• _Document excerpt_:
Lemuel Shattuck Hospital Correctional Unit
- Interactive map of Lemuel Shattuck Hospital Correctional Unit
- Location: Jamaica Plain, Massachusetts, United States; 42°17′59″N 71°06′07″W﻿ / ﻿42.29972°N 71.10194°W;
- Status: Operational
- Security class: Medium
- Capacity: 24
- Population: 25 (January 2016)
- Opened: 1974
- Managed by: Massachusetts Department of Correction
- Director: Superintendent Michael Devine

= Lemuel Shattuck Hospital Correctional Unit =

Prison in Massachusetts, United States

The Lemuel Shattuck Hospital Correctional Unit is a 23 bed, medium security facility located on the eighth floor of the Lemuel Shattuck Hospital in Jamaica Plain, Massachusetts. This facility serves as the primary acute medical care facility for inmates in the state prison system. This unit is under the jurisdiction of the Massachusetts Department of Correction.

• _Dataset content_:
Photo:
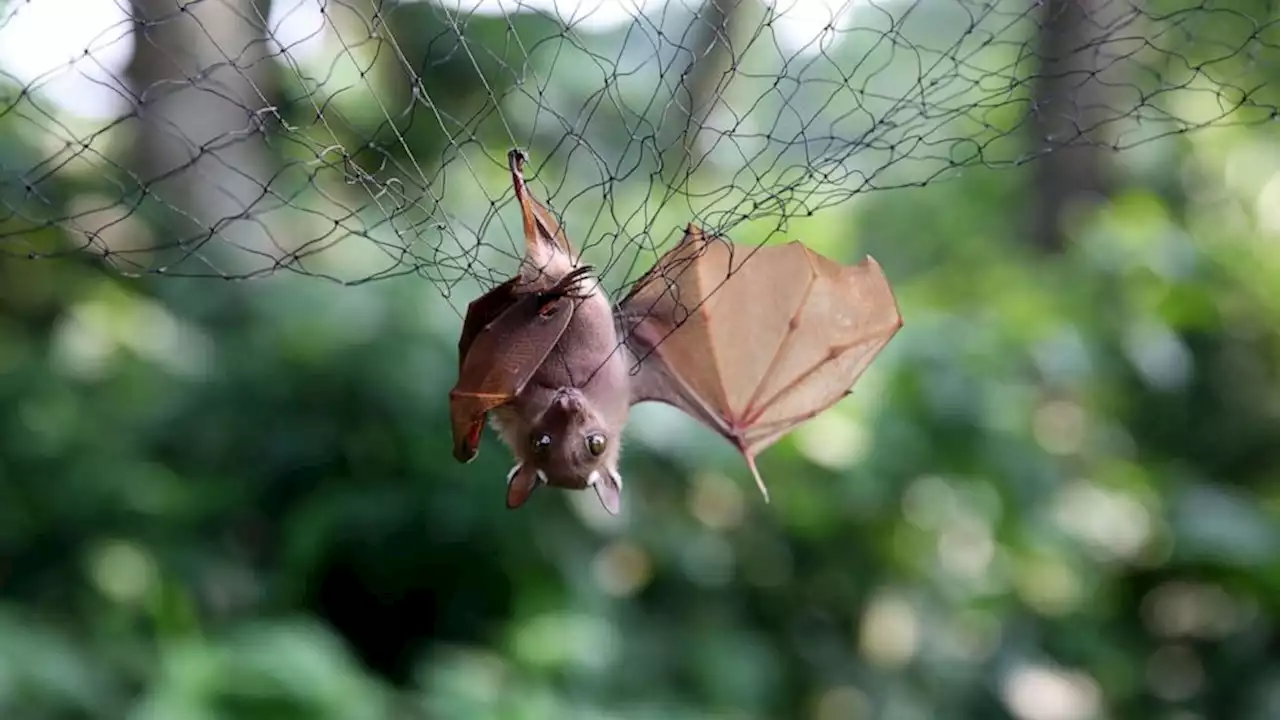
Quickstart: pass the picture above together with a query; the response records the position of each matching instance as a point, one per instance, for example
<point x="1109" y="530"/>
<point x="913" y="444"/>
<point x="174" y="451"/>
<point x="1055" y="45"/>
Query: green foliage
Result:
<point x="1055" y="491"/>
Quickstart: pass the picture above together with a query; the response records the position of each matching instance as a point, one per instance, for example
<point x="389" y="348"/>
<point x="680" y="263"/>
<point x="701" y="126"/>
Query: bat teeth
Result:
<point x="511" y="474"/>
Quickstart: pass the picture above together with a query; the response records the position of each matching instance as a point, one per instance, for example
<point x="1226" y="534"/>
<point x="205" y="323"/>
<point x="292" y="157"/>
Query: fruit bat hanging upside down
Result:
<point x="750" y="342"/>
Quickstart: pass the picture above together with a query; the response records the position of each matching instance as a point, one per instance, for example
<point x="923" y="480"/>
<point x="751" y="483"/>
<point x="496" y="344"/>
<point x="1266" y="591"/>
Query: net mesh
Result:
<point x="364" y="140"/>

• _Brief 1_: For each statement about the Lemuel Shattuck Hospital Correctional Unit text, answer yes or no and quote the words that decide it: (a) The unit is on the eighth floor of the hospital. (b) The unit is under the jurisdiction of the Boston city government. (c) The unit opened in 1984.
• _Brief 2_: Write a continuation of the text on the Lemuel Shattuck Hospital Correctional Unit, starting after its last sentence.
The items have no connection to the text on the Lemuel Shattuck Hospital Correctional Unit.

• _Expected output 1_:
(a) Yes: "located on the eighth floor of the Lemuel Shattuck Hospital"
(b) No: "This unit is under the jurisdiction of the Massachusetts Department of Correction."
(c) No: "Opened: 1974"

• _Expected output 2_:
==History==
The LSHCU was established in 1974 as a federally funded pilot program to serve as the DOC's acute care medical facility. The unit originally consisted of a seven bed ward on the eighth floor of the hospital. By 1979, the commonwealth took financial control of the facility from the federal government due to the success of the facility. Also by this time, the DOC entered into an agreement with the Massachusetts Department of Public Health to provide medical care to state inmates. In 1982, an out-patient clinic was constructed and in 1987, the last phase of the expansion of the eighth floor was completed. As of 2015, the facility has 23 beds and can also accommodate up to 100 out-patient inmates at any one time.